*PAGE*:

(begin)

With this backdrop in mind, the client (the South Australia Department for Infrastructure and Transport (DIT)) has in its possession an untapped wealth of data relating to traffic information collected through Bluetooth probes, which take count of passing motor vehicles in a particular time and location, therefore producing a metric for road congestion.

This data will be examined in conjunction with publicly available, historical real time bus trip updates collected by General Transit Feed Specification Realtime (GTFSr), which provides the arrival time for each stop on a bus’s trip. The analysis aims to identify the relationship and robustness of bus travel times to road congestion on road segments of interest.

3 Objectives

The aim of the proposed analysis is to investigate the extent of the relationship between bus travel times and road congestion - as measured by motor vehicle travel times - on identified road segments, where a strong relationship indicates a road segment where the bus travel times are less robust to congestion.

(end)

Entries pointing to named objects:

(begin)

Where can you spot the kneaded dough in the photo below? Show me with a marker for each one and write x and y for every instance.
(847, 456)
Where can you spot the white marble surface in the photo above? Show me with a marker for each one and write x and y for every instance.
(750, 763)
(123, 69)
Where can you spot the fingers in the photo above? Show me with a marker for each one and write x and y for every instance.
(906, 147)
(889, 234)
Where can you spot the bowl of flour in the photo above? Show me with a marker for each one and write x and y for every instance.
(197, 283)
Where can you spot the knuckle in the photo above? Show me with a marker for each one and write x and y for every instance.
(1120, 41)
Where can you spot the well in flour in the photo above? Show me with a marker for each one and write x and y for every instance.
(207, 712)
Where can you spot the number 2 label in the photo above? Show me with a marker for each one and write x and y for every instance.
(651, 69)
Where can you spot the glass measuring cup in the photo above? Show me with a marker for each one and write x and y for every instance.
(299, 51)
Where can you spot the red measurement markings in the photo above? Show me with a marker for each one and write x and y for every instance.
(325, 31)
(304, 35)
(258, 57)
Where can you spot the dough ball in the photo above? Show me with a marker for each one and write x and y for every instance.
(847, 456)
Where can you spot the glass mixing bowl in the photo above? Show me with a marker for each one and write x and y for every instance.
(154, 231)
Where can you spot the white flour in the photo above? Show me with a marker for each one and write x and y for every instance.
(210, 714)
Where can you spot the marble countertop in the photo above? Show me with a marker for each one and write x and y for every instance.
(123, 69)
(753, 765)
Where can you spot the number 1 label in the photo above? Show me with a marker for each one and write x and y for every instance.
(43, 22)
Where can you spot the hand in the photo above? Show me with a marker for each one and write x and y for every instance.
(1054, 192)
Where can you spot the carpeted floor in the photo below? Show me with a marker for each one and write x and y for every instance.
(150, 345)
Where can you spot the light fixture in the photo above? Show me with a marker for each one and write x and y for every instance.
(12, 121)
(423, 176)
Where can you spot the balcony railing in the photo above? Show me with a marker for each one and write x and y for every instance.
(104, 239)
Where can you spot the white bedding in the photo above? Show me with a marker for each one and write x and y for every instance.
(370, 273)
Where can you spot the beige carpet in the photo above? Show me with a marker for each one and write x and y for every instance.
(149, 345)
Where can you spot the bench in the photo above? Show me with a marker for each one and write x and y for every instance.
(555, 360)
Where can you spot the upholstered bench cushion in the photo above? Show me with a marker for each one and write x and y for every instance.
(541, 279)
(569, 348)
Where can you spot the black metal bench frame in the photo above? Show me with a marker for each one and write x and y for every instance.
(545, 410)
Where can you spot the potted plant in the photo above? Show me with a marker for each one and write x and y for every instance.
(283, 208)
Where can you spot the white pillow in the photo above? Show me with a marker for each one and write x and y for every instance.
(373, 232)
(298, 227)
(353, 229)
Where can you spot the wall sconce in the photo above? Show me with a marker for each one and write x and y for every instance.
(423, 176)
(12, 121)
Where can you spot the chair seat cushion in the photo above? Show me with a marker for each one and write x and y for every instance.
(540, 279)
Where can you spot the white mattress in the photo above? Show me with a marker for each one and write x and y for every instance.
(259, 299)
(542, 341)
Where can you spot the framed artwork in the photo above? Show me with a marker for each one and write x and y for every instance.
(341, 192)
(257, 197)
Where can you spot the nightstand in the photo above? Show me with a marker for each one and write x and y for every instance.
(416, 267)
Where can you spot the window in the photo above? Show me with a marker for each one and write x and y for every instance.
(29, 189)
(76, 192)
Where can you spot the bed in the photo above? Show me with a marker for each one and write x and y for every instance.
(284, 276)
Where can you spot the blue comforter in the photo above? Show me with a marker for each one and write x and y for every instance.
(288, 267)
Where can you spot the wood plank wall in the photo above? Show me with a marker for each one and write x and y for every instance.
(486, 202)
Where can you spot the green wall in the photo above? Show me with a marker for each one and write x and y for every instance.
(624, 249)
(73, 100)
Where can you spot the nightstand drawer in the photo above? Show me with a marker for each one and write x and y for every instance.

(end)

*REQUIRED TASKS*:
A. According to the page on bus travel times and road congestion, why does the data from the Bluetooth probes serve as a metric for road congestion?
B. Extend the page on bus travel times and road congestion from where it stops.
The material has no connection to the text.

*RESULTS*:
A. The probes take count of passing motor vehicles in a particular time and location, so their counts yield a measure of road congestion.

B.
Initially, the bus performance metric to be used and applied was the average delay experienced by a bus trip on the segment of interest, as measured by a stop’s predicted arrival time versus the scheduled arrival time. However, this was later revised to measuring the bus travel time between the first and last stops of a segment, removing the possibility that we are measuring how accurately the schedule predicts and/or buffers for congestion. The road congestion metric used is the average travel time of the vehicles across the segment.

A proposal outlining the analysis, the objectives, and the methodology was created and sent to the client, this was followed by a discussion with the client to provide more information regarding the analysis and clarify any points raised by the client. Ultimately, an agreement was reached for the analysis to fulfill the following objectives:

  1. Detailed travel time or congestion analysis comparing public transport response to road traffic on selected sections of road over a given period of time

  2. Repeatable methodology, code, functions, and visuals that produce detailed analysis on other segments of interest

In fulfilling the first objective, the segments of road analysed are South Road and Marion Road in Adelaide. This report uses the former to illustrate the methodology, while the latter is used for comparison. The period of time chosen is March 2022.

Regarding the second objective, the methodology and the code created aim to ensure the requirement of as little manual input and edits as possible when applied to different road segments.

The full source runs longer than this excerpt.